Point localization data:
***
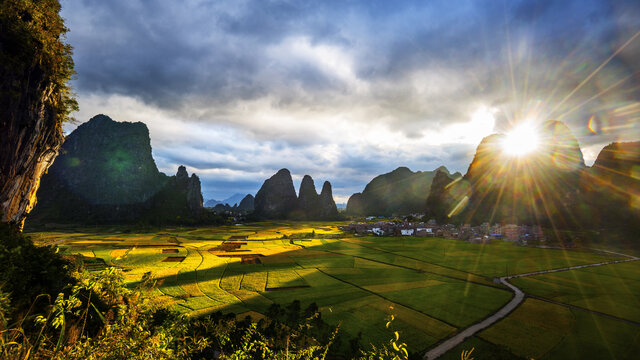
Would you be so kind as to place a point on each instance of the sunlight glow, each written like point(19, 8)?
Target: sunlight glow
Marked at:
point(520, 141)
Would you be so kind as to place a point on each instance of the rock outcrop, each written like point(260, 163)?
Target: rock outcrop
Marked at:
point(308, 206)
point(277, 199)
point(611, 187)
point(106, 173)
point(247, 203)
point(327, 206)
point(277, 196)
point(34, 101)
point(400, 192)
point(541, 188)
point(440, 202)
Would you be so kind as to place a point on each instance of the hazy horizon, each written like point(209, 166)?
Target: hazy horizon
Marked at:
point(347, 91)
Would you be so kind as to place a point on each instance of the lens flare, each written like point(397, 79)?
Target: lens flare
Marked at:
point(520, 141)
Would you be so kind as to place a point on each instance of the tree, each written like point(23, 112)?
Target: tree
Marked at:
point(35, 99)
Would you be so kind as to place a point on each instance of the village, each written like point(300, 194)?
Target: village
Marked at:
point(523, 234)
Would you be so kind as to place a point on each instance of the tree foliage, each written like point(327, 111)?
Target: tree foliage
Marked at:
point(32, 35)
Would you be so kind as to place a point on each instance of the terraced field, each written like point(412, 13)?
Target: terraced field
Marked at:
point(433, 287)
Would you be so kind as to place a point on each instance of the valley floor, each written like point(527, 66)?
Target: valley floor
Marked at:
point(434, 287)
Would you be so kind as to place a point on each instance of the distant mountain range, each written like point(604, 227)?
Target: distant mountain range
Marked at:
point(551, 187)
point(277, 199)
point(234, 199)
point(106, 173)
point(401, 192)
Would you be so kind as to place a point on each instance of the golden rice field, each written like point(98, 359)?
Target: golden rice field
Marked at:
point(432, 286)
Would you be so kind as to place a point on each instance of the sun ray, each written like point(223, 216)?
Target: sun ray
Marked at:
point(604, 63)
***
With the pictures left out, output all the entries exactly.

Would you be so kind as to place a point on each instance of the sunlight glow, each written like point(19, 8)?
Target: sunlight glow
Marked at:
point(520, 141)
Would you be so kind as to place a point on each instance of the rock outcrop, each written like point(260, 163)?
Target: rock outcrop
Marked at:
point(308, 206)
point(277, 199)
point(611, 187)
point(106, 173)
point(247, 203)
point(327, 206)
point(277, 196)
point(34, 101)
point(400, 192)
point(541, 188)
point(440, 202)
Would you be so kind as to place a point on each instance of the hazy horizon, each written like point(209, 166)?
Target: hazy horizon
Marked at:
point(347, 91)
Would you be so kind as to place a point on each instance of the lens flare, each written like point(397, 79)?
Target: lens flare
Marked at:
point(520, 141)
Would you be so kind as to place a point on each instance of the tree, each written like point(23, 112)?
Target: tree
Marked at:
point(35, 99)
Would you be so kind as to place a point on each instance of the village, each written like point(300, 194)?
Target: village
Marked at:
point(523, 234)
Would you be so kind as to place a point on each instance of the tree foliage, each written like point(327, 111)?
Target: tree foliage
Marked at:
point(32, 35)
Would you be so kind as to place a point on each instance of the terraced field, each written like point(412, 13)?
Target: terraced field
Marked at:
point(433, 287)
Would you be so kind as to place a point on each instance of the valley floor, each written like point(527, 66)?
Target: valley floor
Marked at:
point(434, 287)
Would you be so kind as to place a point on each instance of the distant mountain range, each written like point(604, 227)?
Target: distant mountain range
Marked at:
point(551, 187)
point(277, 199)
point(234, 199)
point(106, 173)
point(401, 192)
Would you be so kind as to place a point on each instance of the golden rice field, each written like point(98, 359)?
Target: golden rice field
Marked at:
point(432, 286)
Would you be so kind as to place a point on each instance of the sun ray, each written like point(223, 216)?
Target: sun ray
Marked at:
point(604, 63)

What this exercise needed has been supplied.